### BRIEF
Count the lines in the records that hold the string "storage". Only the number should be given.

^^^^^^^^^^^^^^^^

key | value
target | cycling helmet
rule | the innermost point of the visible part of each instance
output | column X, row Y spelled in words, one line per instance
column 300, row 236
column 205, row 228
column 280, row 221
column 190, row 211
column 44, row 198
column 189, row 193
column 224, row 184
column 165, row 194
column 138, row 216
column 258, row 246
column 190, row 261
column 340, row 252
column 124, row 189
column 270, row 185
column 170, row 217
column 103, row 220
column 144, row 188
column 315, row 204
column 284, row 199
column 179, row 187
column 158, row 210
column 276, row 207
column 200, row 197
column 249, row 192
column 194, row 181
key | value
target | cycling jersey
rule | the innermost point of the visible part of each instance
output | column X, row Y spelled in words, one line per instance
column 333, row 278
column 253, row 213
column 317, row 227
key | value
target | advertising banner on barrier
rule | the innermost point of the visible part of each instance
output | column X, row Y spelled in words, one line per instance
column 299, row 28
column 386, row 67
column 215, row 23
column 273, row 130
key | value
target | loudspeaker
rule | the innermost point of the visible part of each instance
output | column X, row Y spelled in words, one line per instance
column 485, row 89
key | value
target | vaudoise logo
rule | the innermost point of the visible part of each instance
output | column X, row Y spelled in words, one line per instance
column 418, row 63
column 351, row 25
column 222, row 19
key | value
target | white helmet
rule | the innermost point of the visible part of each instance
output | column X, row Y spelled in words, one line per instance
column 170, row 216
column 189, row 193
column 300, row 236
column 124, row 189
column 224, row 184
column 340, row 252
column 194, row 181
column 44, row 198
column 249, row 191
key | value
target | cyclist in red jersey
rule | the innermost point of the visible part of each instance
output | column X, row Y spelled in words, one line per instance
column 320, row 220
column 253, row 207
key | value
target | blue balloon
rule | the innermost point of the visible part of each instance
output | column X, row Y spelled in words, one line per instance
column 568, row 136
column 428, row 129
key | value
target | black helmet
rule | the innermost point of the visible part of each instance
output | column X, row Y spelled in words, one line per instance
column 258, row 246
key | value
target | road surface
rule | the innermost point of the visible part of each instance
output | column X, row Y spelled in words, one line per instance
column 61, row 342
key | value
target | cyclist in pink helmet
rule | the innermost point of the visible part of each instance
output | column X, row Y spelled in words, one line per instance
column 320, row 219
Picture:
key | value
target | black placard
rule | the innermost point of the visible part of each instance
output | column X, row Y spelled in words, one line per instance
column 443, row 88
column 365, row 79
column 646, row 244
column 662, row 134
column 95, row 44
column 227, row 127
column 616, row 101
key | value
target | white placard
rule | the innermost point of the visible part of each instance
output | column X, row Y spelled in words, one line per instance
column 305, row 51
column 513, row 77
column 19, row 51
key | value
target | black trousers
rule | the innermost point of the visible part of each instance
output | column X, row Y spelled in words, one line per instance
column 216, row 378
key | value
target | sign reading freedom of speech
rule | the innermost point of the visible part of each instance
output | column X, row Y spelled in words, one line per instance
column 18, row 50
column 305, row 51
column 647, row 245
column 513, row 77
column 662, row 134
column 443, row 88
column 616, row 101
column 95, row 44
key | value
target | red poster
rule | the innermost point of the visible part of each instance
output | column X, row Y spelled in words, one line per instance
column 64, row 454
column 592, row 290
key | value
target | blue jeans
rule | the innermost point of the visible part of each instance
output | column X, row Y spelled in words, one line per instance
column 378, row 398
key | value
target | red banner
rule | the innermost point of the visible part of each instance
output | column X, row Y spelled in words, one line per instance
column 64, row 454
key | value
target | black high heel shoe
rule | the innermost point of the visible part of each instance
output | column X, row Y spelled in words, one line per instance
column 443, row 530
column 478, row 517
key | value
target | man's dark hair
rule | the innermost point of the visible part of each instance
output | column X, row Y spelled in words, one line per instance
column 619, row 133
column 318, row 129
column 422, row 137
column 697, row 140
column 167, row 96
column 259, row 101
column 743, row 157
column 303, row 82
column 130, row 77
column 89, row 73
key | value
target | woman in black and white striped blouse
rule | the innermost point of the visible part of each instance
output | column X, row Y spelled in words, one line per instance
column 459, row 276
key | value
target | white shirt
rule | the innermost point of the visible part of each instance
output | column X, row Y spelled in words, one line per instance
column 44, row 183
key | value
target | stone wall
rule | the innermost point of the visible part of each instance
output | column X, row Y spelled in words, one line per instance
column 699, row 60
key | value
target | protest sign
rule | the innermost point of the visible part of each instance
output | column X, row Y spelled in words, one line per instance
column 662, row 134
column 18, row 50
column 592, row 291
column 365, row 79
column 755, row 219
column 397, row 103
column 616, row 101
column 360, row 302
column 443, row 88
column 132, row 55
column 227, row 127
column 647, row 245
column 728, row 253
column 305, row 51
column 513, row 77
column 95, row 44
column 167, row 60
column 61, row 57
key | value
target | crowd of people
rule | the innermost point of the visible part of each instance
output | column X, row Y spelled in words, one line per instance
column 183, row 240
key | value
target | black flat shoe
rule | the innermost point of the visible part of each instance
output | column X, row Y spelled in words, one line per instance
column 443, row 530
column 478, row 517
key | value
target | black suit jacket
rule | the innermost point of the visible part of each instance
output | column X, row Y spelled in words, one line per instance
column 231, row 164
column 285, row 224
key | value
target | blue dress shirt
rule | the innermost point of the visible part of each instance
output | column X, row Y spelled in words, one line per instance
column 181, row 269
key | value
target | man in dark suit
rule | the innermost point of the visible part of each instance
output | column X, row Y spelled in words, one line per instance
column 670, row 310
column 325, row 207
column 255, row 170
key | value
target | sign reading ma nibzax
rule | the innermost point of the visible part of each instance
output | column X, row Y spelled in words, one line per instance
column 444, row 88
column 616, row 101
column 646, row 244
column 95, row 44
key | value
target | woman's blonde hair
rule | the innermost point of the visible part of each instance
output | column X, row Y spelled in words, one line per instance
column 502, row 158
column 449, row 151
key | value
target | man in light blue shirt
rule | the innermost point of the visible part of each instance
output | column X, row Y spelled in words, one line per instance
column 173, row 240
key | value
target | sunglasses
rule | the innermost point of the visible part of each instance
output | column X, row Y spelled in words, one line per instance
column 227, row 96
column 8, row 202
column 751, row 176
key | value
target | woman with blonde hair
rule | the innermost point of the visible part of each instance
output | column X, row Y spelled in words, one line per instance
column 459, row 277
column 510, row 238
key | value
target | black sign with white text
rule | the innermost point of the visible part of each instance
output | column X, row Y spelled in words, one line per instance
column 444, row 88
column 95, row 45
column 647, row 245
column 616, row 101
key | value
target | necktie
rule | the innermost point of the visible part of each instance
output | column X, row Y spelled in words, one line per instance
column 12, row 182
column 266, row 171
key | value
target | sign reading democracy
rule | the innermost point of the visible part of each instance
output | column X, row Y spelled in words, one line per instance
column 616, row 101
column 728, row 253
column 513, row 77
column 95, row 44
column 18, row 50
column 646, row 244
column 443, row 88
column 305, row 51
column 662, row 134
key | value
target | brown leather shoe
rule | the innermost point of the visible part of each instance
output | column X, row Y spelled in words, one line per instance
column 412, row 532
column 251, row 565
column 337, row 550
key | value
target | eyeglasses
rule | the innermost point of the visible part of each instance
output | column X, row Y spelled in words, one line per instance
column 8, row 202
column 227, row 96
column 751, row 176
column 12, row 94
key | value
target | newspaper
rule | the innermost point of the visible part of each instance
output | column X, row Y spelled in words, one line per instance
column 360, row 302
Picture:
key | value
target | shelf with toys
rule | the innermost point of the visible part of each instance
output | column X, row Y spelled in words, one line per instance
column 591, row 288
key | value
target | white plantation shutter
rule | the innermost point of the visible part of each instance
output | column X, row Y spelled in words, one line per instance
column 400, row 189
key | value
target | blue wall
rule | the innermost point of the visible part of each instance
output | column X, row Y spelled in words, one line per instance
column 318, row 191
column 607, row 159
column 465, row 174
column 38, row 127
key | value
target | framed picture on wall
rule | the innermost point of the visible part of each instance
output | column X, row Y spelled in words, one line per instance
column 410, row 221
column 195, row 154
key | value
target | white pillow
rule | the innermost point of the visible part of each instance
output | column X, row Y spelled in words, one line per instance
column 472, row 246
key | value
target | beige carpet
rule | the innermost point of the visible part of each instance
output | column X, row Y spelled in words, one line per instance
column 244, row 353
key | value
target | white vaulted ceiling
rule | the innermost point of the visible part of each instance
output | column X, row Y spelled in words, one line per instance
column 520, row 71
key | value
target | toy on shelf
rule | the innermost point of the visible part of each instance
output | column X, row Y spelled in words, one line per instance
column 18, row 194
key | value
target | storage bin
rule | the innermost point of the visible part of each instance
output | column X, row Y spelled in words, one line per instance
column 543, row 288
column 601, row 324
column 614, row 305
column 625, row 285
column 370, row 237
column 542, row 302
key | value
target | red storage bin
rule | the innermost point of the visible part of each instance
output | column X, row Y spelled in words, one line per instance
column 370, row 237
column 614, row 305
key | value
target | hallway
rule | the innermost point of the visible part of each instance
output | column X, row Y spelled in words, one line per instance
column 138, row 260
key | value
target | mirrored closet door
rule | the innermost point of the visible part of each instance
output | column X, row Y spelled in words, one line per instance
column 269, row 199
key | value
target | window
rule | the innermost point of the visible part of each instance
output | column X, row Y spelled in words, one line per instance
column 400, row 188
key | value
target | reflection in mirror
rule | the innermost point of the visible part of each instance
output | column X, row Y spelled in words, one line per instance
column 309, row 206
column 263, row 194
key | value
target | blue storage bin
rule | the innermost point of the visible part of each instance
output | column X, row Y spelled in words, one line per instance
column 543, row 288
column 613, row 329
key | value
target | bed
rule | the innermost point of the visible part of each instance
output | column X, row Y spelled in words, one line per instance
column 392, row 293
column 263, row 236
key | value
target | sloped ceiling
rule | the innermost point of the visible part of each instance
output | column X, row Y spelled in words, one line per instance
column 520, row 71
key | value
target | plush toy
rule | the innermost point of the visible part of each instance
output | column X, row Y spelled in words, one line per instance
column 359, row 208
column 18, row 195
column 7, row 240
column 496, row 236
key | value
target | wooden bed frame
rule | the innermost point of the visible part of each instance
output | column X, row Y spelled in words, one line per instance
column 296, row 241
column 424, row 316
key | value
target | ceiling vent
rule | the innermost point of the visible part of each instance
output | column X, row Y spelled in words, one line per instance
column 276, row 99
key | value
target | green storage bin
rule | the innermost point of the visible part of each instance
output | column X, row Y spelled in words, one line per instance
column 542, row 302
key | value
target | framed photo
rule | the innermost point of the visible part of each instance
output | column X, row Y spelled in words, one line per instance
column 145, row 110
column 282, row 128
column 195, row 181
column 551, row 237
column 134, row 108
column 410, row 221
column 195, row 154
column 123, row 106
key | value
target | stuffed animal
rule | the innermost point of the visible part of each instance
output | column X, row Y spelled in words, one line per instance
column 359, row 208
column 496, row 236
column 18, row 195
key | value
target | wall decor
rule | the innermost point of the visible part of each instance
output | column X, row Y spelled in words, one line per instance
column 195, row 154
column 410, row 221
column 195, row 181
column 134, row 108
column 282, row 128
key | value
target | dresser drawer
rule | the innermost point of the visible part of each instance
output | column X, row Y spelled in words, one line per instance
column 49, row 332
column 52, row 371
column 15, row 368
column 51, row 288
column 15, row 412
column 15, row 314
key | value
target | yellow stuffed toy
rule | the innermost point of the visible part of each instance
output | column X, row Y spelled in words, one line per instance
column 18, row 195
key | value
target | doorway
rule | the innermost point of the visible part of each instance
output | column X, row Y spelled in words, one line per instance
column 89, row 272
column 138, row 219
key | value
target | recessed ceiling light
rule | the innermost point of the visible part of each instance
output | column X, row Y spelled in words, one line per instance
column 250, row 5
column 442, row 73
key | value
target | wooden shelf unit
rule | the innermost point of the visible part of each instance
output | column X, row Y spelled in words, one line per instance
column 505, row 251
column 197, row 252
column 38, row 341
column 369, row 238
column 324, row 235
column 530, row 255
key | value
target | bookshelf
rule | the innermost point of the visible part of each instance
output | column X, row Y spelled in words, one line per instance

^^^^^^^^^^^^^^^^

### OUTPUT BELOW
4